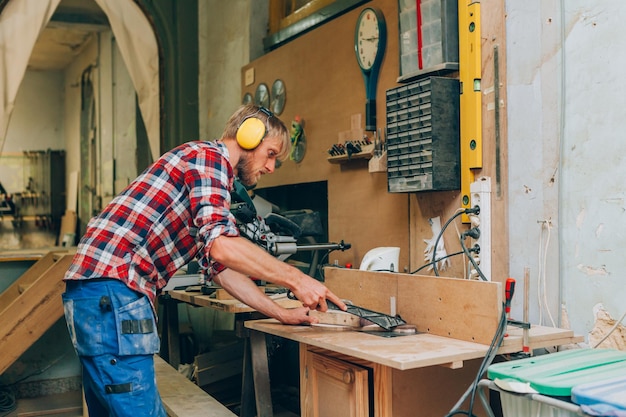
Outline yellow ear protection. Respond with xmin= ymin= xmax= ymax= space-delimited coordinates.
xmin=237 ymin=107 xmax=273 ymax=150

-------

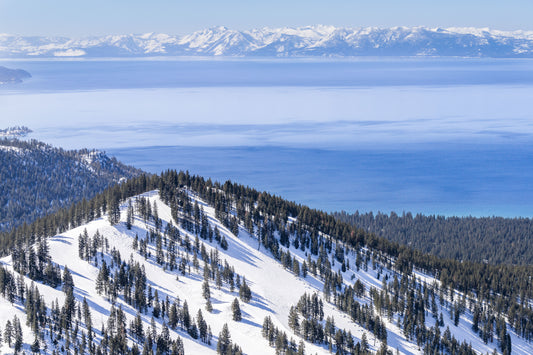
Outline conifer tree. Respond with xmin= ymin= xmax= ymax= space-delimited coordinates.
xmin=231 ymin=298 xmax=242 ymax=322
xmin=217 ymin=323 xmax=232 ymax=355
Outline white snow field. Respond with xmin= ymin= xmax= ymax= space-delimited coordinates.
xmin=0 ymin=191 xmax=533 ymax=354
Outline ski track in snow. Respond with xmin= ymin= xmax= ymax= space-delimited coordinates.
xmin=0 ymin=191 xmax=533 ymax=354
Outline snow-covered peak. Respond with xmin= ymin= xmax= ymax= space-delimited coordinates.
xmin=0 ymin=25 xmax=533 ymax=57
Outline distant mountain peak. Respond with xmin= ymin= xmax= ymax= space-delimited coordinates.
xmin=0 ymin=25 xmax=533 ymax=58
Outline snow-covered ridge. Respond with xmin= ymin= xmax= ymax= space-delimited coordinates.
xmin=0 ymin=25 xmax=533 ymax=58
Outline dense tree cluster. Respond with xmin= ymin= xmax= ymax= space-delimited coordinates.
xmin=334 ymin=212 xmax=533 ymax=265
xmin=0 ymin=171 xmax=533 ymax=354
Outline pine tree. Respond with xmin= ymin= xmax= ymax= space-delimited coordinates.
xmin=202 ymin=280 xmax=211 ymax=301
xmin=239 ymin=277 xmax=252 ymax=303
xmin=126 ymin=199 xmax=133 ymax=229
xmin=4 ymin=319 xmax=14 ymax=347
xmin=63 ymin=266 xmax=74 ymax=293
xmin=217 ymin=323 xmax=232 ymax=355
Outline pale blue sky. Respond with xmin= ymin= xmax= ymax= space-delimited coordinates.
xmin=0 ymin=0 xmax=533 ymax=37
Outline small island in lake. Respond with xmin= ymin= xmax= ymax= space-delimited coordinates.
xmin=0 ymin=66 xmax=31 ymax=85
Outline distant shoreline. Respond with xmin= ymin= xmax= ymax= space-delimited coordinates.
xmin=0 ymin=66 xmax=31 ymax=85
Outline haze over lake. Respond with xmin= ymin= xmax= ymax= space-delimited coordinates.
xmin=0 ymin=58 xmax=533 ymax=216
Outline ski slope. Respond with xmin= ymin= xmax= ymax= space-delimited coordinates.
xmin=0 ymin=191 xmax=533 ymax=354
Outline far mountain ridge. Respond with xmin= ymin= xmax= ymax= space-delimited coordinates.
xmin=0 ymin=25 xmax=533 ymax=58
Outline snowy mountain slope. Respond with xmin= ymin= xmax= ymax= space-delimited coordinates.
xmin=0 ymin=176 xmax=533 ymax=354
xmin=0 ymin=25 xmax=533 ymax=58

-------

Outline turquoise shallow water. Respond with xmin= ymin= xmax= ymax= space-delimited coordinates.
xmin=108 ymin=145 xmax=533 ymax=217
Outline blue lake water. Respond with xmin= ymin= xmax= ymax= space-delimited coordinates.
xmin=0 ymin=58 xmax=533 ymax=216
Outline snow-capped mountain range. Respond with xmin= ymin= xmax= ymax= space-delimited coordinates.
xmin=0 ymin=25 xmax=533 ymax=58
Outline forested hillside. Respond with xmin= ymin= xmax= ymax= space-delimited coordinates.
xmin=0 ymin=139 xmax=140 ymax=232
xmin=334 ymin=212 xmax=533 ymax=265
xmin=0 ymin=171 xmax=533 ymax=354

-------

Direction: Return every line of the records that contains the word "lake", copying each one in full.

Output for this task:
Outline small island in lake. Respond with xmin= ymin= xmax= ymax= space-delimited coordinates.
Outline haze over lake. Respond with xmin= ymin= xmax= ymax= space-delimited coordinates.
Outline blue lake water. Respond with xmin= ymin= xmax= ymax= space-delimited coordinates.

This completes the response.